◆ **Recorded information**:
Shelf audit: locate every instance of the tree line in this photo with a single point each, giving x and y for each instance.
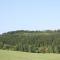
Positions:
(31, 41)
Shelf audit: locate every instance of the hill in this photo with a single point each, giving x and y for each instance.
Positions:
(31, 41)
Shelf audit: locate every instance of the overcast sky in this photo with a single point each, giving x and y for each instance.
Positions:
(29, 15)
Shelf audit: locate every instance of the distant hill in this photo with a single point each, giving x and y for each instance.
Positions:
(31, 41)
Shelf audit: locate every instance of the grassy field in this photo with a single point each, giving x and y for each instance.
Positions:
(14, 55)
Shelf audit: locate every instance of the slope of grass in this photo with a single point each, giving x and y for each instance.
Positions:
(14, 55)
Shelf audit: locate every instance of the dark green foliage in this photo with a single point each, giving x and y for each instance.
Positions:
(31, 41)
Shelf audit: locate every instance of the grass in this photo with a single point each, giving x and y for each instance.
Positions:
(15, 55)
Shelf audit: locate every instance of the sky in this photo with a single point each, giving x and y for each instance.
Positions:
(29, 15)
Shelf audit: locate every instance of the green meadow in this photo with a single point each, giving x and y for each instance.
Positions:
(16, 55)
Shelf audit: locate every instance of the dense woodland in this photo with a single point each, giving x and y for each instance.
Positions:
(31, 41)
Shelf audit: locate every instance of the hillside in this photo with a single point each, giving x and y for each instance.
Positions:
(31, 41)
(14, 55)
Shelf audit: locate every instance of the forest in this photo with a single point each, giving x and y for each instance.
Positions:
(47, 41)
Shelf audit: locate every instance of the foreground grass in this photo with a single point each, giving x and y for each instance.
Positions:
(14, 55)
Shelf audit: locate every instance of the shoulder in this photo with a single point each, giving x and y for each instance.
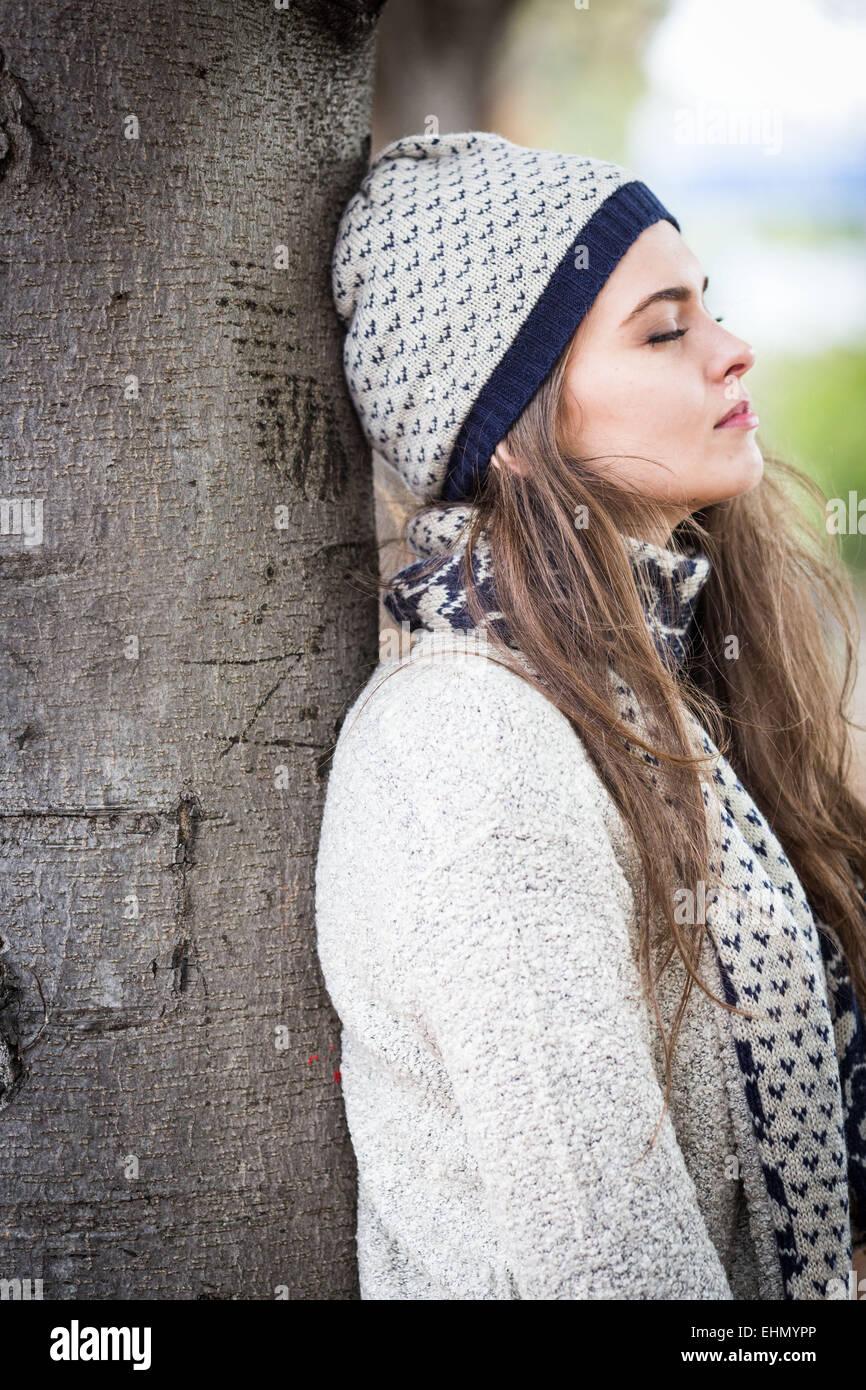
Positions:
(460, 729)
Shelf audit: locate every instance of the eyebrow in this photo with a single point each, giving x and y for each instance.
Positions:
(677, 292)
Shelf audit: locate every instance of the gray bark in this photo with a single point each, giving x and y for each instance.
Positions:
(175, 663)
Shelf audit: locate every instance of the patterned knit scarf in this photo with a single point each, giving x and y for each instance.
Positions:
(802, 1058)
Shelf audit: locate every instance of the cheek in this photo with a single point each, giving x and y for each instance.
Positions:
(645, 401)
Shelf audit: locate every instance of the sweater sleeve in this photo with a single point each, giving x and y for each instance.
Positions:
(512, 947)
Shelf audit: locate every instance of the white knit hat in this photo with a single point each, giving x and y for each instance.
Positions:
(462, 268)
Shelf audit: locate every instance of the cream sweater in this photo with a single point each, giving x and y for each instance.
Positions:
(502, 1073)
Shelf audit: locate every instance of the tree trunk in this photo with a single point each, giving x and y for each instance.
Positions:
(185, 499)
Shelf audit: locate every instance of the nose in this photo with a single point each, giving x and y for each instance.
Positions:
(737, 357)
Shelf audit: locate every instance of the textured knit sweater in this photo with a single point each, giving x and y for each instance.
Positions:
(502, 1072)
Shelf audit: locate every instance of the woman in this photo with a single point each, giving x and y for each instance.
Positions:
(601, 1034)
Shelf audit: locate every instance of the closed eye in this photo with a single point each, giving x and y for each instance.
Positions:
(667, 338)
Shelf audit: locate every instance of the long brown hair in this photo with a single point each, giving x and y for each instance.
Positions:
(762, 676)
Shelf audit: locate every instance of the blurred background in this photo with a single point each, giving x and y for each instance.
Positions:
(748, 120)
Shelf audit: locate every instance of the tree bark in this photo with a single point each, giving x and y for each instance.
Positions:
(180, 645)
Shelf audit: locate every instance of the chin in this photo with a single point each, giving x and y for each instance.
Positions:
(738, 474)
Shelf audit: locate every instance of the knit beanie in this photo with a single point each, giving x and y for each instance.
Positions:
(460, 271)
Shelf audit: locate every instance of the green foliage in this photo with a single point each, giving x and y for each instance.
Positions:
(813, 414)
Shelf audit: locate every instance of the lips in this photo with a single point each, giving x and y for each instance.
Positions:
(742, 407)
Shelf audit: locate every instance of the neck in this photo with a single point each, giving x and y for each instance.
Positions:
(669, 581)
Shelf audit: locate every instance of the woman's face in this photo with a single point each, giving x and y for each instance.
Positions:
(652, 373)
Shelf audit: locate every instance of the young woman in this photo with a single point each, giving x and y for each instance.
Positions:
(591, 866)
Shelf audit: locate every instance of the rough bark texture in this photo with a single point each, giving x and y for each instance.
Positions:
(177, 652)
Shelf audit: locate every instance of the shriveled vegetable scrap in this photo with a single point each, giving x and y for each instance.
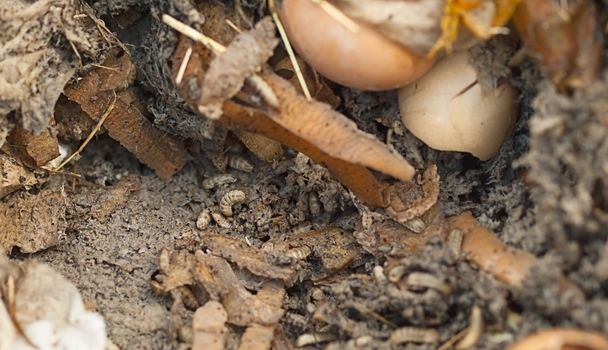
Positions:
(311, 127)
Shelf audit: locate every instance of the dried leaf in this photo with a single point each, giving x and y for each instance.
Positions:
(357, 178)
(126, 123)
(34, 150)
(511, 266)
(209, 327)
(227, 72)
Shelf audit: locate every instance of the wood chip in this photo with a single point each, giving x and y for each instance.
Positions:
(243, 308)
(35, 150)
(209, 327)
(126, 123)
(227, 72)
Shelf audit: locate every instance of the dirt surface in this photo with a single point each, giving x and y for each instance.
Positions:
(140, 248)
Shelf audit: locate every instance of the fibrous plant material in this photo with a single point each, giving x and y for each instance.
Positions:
(243, 308)
(13, 175)
(562, 339)
(34, 64)
(322, 147)
(567, 40)
(209, 327)
(126, 123)
(35, 150)
(33, 222)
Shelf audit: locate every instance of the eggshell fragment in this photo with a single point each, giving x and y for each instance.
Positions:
(365, 60)
(449, 109)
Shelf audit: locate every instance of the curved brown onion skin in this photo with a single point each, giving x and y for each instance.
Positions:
(365, 60)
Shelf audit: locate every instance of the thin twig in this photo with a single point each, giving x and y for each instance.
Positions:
(292, 55)
(338, 16)
(183, 65)
(91, 135)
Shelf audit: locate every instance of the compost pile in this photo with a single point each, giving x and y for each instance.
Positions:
(171, 177)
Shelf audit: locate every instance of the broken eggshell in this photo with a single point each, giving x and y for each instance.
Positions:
(450, 110)
(364, 59)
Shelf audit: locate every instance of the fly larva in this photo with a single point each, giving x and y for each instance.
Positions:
(314, 205)
(299, 253)
(378, 273)
(218, 180)
(229, 199)
(164, 260)
(395, 274)
(415, 225)
(203, 219)
(414, 335)
(220, 220)
(240, 163)
(427, 280)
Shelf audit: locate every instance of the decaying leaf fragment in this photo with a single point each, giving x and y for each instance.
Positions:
(243, 308)
(94, 93)
(33, 222)
(227, 73)
(354, 176)
(409, 200)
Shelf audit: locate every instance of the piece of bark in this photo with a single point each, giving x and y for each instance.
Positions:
(562, 339)
(33, 222)
(243, 308)
(13, 175)
(35, 150)
(126, 123)
(227, 72)
(354, 176)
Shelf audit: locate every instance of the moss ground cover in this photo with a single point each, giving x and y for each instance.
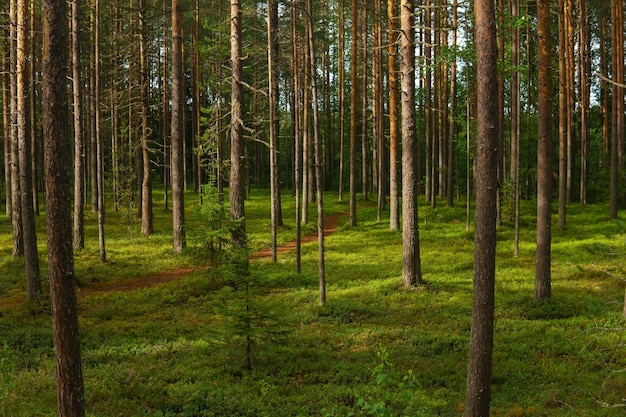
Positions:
(374, 349)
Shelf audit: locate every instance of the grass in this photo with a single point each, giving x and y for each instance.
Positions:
(374, 349)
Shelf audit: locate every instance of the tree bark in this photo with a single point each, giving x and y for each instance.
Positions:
(79, 151)
(6, 120)
(617, 111)
(487, 159)
(353, 112)
(177, 138)
(544, 154)
(31, 257)
(515, 123)
(16, 205)
(392, 63)
(70, 392)
(411, 264)
(341, 95)
(147, 227)
(237, 166)
(563, 114)
(272, 56)
(318, 157)
(98, 137)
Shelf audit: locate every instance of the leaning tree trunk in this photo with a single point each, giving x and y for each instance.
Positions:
(487, 160)
(544, 154)
(70, 392)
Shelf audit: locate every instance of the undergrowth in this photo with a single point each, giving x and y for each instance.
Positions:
(375, 349)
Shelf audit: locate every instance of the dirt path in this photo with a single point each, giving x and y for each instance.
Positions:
(330, 226)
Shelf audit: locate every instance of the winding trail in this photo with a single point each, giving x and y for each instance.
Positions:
(331, 223)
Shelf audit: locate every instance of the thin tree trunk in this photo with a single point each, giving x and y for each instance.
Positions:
(237, 165)
(341, 96)
(617, 111)
(411, 264)
(296, 130)
(147, 227)
(563, 122)
(364, 107)
(584, 73)
(353, 112)
(177, 138)
(487, 160)
(515, 124)
(16, 210)
(6, 119)
(93, 166)
(544, 154)
(379, 112)
(392, 63)
(99, 145)
(272, 48)
(31, 257)
(79, 152)
(452, 114)
(318, 158)
(70, 391)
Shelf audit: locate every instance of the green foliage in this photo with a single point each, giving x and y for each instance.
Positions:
(179, 348)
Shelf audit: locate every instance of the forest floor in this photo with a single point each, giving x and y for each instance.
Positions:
(141, 282)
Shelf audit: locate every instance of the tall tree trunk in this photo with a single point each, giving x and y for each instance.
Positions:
(411, 264)
(272, 56)
(452, 114)
(98, 136)
(177, 138)
(563, 122)
(16, 209)
(392, 63)
(318, 156)
(93, 169)
(515, 123)
(544, 153)
(487, 159)
(31, 258)
(364, 107)
(70, 392)
(585, 92)
(237, 165)
(379, 112)
(6, 119)
(295, 80)
(428, 103)
(147, 227)
(353, 112)
(79, 151)
(341, 95)
(571, 94)
(617, 111)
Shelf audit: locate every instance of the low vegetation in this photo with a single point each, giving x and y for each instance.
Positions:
(179, 348)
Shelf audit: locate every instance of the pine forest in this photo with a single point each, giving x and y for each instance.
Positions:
(312, 208)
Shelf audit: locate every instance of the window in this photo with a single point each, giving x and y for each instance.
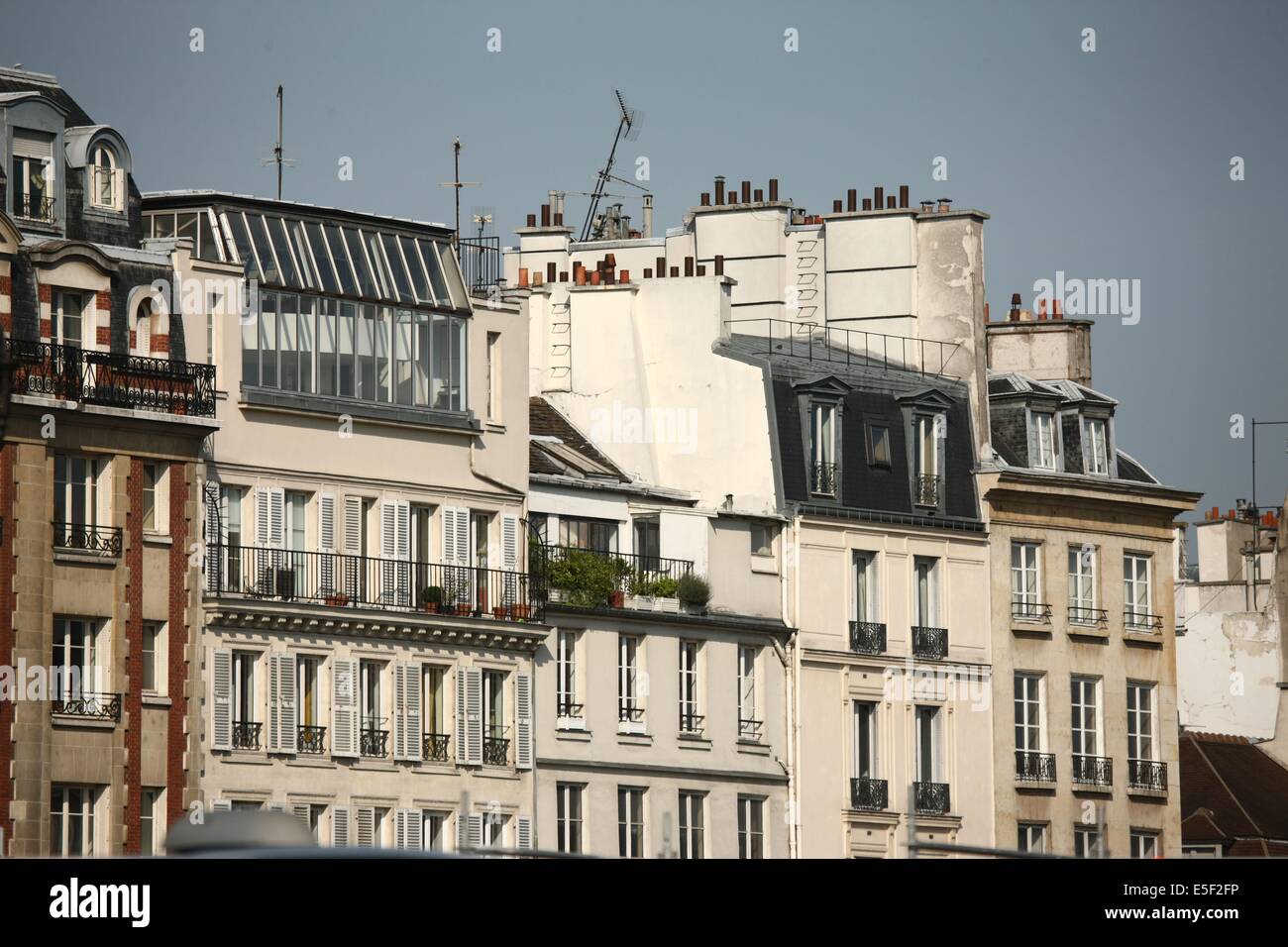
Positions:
(1144, 844)
(1141, 744)
(1082, 583)
(1043, 441)
(566, 678)
(71, 819)
(568, 817)
(630, 822)
(1025, 581)
(691, 823)
(67, 322)
(1086, 841)
(822, 446)
(864, 740)
(1031, 836)
(690, 719)
(630, 710)
(1086, 716)
(751, 827)
(493, 375)
(1136, 591)
(151, 821)
(879, 445)
(748, 715)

◆ **Exercise prompt**:
Please retype the lines from the one that contains "Shelf audit: locate every instance of the forest floor" to the final line of the records, both included, exactly as written and without any pictures.

◆ **Answer to the problem**:
Shelf audit: locate every instance of the forest floor in this photo with a single point each, giving x and y for each instance.
Positions:
(141, 282)
Shelf audit: locate every instance of the tall tree trunk in this photo with a single point each, giving x and y for each instance.
Positions:
(411, 264)
(272, 56)
(452, 114)
(98, 136)
(177, 138)
(563, 122)
(16, 209)
(392, 63)
(318, 156)
(93, 169)
(515, 123)
(544, 153)
(487, 159)
(31, 258)
(364, 107)
(70, 392)
(585, 92)
(237, 165)
(379, 112)
(6, 119)
(295, 80)
(428, 103)
(147, 227)
(353, 112)
(79, 151)
(341, 95)
(571, 94)
(617, 111)
Shelf audit: locate every instance of the low vegetation in this photo with a single point each, giving x and y for each instance.
Positions:
(179, 348)
Shelf audit: locate every instance of the pine forest in this photo with a single point each, giving x and y for each instance.
Positions:
(312, 208)
Shelf audit: locate every instance of the window in this photo with a single point each, giving x and y for each instance.
Positions:
(1144, 844)
(1141, 744)
(1082, 583)
(1043, 441)
(566, 678)
(71, 819)
(568, 817)
(630, 822)
(1025, 581)
(691, 823)
(67, 322)
(1086, 841)
(822, 446)
(864, 740)
(1031, 836)
(690, 719)
(630, 710)
(1086, 716)
(751, 827)
(493, 375)
(1136, 591)
(151, 821)
(879, 445)
(748, 715)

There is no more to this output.